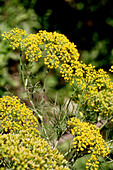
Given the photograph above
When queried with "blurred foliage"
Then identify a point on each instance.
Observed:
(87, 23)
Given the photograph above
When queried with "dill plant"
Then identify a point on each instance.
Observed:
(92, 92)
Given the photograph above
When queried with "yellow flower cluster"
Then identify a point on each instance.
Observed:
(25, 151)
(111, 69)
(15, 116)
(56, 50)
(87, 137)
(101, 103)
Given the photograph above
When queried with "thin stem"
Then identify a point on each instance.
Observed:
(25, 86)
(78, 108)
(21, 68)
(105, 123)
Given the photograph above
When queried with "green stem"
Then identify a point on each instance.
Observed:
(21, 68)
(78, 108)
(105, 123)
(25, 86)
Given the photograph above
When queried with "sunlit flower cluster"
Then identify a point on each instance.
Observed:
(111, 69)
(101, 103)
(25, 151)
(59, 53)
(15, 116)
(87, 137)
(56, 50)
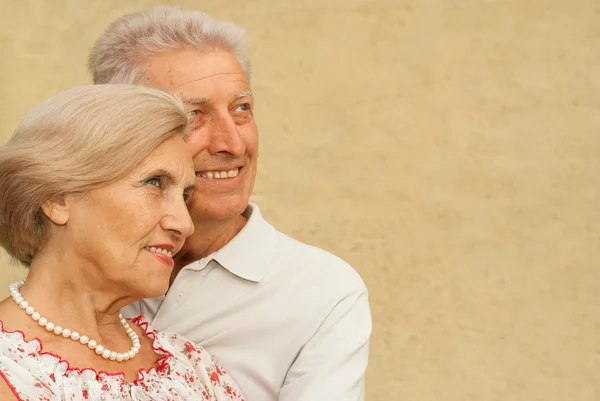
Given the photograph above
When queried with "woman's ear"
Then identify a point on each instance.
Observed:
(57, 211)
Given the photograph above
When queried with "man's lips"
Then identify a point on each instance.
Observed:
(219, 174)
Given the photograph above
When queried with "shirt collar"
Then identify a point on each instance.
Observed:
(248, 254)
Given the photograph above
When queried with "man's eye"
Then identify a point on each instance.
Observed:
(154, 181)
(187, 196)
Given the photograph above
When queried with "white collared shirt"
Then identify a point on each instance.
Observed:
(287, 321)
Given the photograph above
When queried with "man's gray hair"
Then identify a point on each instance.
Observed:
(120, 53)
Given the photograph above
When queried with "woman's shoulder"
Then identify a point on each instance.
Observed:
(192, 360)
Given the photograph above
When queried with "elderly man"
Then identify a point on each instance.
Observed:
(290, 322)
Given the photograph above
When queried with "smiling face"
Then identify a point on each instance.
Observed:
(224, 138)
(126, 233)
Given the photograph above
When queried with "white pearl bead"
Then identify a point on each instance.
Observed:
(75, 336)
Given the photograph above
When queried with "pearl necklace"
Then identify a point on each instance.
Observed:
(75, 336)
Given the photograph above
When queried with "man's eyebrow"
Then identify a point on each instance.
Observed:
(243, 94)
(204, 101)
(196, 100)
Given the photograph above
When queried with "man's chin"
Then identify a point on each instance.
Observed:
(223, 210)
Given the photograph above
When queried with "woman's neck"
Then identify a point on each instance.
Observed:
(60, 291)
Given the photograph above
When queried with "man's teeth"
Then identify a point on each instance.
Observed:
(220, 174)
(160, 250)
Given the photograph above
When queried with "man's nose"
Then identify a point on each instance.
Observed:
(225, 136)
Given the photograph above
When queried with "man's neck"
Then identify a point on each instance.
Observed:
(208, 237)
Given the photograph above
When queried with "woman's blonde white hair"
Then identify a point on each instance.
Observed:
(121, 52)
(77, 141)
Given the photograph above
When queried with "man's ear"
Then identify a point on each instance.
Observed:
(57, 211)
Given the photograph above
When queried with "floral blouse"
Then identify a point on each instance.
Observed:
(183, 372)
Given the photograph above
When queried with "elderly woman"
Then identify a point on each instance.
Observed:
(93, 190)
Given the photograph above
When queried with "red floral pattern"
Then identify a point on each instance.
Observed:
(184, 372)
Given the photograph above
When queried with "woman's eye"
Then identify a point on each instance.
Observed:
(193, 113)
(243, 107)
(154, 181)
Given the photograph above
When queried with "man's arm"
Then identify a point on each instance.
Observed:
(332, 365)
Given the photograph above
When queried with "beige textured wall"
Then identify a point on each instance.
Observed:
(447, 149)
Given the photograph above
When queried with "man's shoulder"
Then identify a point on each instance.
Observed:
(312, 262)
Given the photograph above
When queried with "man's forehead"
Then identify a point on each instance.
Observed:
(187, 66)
****************************************
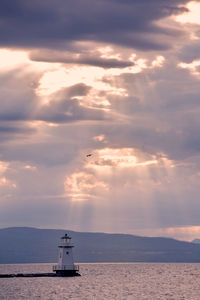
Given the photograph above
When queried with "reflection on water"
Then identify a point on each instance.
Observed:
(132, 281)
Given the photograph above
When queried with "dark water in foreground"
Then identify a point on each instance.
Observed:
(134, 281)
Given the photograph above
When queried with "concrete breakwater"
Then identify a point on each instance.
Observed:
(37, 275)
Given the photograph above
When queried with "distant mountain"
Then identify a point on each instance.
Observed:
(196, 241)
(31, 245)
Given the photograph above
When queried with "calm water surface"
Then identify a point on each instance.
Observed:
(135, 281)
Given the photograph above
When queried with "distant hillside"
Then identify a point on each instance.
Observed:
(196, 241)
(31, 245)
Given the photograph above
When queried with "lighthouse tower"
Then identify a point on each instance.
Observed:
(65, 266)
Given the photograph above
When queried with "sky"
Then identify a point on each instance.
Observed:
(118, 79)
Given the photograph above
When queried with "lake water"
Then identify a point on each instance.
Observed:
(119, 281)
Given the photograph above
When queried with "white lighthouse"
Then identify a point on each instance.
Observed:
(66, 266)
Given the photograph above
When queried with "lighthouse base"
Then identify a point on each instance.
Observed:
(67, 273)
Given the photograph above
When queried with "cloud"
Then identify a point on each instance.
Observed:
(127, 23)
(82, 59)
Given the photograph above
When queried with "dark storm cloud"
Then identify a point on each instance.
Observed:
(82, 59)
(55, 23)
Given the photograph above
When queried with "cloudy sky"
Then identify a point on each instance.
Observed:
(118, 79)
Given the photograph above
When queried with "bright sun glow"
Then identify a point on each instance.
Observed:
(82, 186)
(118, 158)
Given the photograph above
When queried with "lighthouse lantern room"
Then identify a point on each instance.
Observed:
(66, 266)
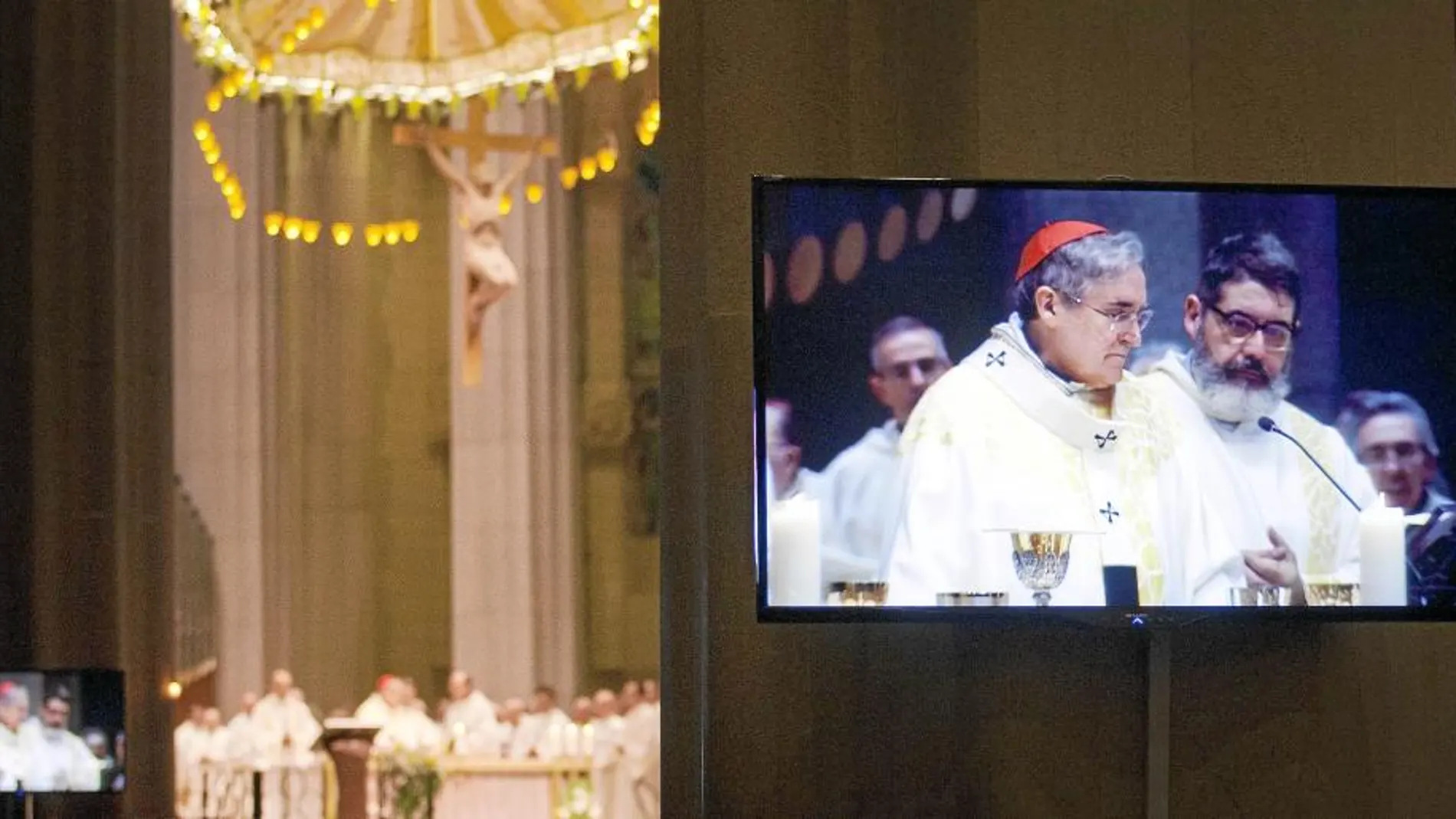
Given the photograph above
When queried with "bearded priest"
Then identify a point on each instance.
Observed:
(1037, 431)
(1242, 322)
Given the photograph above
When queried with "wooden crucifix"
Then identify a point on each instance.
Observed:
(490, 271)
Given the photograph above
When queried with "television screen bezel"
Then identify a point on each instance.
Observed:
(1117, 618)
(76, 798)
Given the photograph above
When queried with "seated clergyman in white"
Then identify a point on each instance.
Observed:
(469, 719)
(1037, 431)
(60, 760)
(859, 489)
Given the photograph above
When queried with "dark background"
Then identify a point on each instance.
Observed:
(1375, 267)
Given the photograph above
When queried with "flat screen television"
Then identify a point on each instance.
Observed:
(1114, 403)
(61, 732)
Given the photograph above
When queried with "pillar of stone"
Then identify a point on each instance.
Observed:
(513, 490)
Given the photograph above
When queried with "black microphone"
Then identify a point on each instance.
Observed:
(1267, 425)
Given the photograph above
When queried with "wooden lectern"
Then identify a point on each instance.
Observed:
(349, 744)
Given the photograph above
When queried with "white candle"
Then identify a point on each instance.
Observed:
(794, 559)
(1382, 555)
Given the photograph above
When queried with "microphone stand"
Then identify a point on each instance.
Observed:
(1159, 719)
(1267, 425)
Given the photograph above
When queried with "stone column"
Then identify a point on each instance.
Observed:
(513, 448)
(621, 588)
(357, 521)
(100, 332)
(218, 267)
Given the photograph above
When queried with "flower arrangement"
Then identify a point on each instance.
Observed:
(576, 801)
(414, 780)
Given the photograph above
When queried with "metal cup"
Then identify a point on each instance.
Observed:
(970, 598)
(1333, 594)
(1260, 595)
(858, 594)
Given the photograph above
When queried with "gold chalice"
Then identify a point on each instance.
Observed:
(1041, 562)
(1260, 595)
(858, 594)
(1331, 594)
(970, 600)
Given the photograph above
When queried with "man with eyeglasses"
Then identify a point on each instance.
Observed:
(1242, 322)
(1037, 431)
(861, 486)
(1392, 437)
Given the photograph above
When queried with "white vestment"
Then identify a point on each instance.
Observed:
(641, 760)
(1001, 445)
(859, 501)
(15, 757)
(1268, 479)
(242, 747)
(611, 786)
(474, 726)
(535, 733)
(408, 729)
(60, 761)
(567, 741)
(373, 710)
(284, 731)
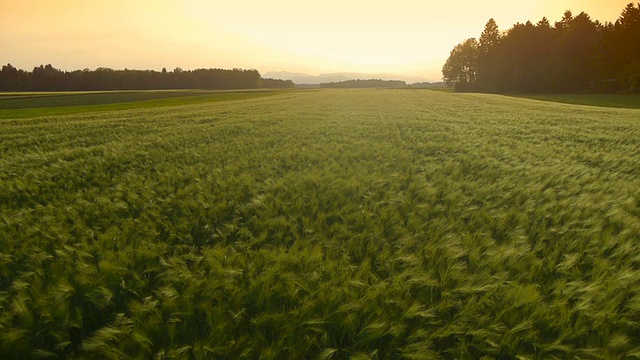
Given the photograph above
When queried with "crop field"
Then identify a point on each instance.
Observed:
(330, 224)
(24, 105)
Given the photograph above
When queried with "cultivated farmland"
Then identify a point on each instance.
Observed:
****************************************
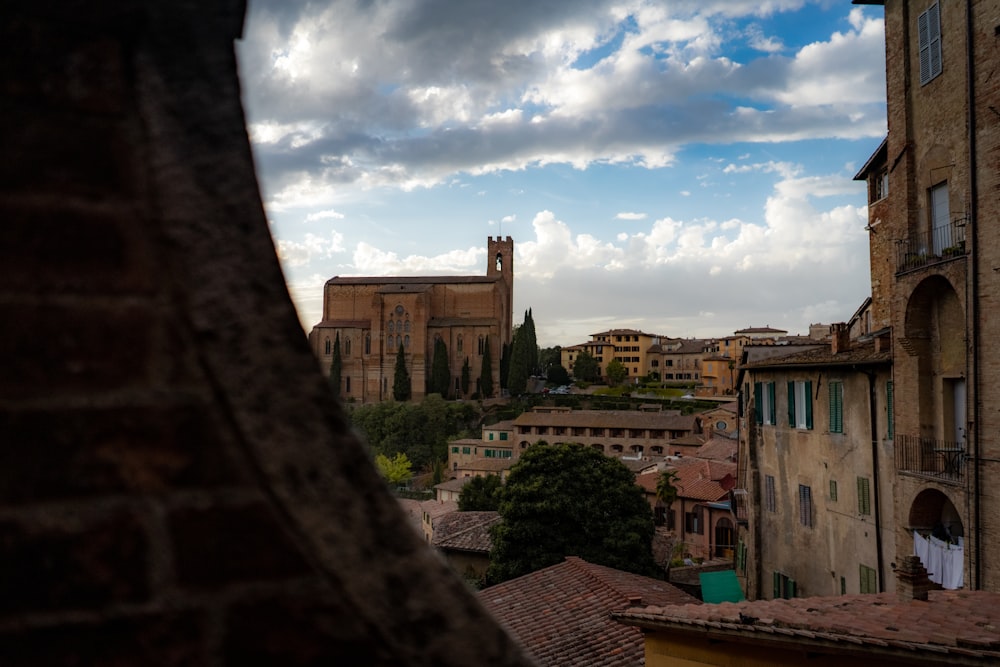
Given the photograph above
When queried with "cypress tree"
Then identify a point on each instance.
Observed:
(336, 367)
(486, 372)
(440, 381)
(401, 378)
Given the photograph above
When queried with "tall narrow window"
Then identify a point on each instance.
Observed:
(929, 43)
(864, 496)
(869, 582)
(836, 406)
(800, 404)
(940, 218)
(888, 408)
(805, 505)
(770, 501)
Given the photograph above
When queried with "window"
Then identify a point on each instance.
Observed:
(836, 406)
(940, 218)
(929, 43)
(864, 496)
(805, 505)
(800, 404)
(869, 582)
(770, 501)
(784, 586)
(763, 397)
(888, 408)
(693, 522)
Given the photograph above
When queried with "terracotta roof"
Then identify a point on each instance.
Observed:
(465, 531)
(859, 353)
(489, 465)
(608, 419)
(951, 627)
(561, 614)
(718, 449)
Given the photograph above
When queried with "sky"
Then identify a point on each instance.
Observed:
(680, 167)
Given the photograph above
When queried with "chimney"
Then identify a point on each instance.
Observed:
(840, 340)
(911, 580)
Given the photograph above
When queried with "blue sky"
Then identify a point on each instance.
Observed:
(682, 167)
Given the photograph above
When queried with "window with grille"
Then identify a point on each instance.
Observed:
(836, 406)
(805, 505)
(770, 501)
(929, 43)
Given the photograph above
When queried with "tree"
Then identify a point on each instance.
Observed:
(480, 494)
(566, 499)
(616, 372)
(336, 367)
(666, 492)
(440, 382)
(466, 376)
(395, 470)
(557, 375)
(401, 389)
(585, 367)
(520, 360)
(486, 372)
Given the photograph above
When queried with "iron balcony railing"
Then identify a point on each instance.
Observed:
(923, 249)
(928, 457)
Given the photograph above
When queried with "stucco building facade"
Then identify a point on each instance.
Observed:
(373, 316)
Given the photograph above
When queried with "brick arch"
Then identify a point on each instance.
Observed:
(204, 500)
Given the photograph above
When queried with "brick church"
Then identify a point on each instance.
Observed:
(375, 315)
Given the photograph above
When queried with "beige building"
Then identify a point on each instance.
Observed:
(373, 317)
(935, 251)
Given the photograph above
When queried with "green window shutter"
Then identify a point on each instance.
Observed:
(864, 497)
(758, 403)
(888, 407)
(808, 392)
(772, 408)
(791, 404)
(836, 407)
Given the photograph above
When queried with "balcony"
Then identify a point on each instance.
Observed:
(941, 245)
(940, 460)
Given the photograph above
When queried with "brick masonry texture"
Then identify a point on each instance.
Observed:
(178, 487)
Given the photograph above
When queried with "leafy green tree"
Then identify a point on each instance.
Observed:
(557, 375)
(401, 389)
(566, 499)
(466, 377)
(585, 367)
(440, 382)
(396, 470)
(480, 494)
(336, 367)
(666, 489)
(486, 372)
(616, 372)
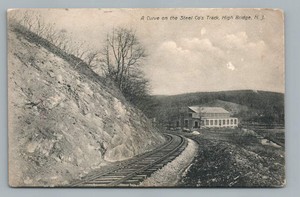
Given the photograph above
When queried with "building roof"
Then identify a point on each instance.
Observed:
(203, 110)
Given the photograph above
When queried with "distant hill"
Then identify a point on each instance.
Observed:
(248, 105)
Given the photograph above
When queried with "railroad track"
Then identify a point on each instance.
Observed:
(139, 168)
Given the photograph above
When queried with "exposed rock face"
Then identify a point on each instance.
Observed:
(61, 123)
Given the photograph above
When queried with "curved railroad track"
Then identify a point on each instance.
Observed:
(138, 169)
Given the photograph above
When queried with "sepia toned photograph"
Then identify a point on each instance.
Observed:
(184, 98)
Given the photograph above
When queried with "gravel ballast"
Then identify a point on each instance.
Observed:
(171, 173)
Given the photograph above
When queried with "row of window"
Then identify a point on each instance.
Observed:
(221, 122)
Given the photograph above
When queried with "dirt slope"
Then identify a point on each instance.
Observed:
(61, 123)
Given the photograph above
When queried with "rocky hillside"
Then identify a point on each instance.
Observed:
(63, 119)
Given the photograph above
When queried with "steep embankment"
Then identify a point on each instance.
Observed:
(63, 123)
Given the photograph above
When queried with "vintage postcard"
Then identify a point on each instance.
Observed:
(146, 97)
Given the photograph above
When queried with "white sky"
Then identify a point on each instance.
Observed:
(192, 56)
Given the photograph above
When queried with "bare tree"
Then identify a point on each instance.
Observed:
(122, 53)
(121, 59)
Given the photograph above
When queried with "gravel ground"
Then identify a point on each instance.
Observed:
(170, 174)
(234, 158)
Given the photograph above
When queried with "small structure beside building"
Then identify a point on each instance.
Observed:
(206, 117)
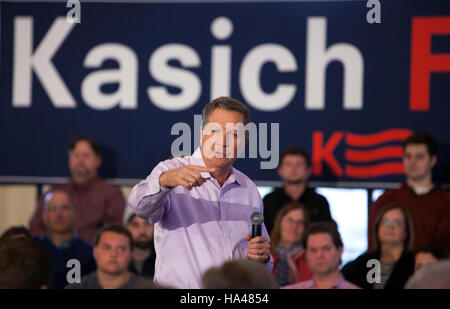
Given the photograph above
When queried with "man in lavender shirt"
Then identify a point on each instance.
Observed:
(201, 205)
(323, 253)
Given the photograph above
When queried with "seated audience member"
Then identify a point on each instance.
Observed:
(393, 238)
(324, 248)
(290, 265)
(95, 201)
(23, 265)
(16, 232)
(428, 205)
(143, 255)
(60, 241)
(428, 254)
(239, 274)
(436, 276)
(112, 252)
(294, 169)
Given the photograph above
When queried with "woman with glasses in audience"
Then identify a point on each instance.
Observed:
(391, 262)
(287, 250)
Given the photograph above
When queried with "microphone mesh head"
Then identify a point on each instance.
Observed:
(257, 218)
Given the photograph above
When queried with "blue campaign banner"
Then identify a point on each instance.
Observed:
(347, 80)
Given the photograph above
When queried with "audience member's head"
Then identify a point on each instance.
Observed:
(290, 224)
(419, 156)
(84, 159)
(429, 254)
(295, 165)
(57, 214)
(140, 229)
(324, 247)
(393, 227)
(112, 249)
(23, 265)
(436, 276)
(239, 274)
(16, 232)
****************************************
§ EXERCISE TASK:
Pick out each line in the items above that contains the word "seated", and copy those lines.

§ WRITTEN ANSWER:
When queried with "seated clergyman in white"
When queried with "seated audience member"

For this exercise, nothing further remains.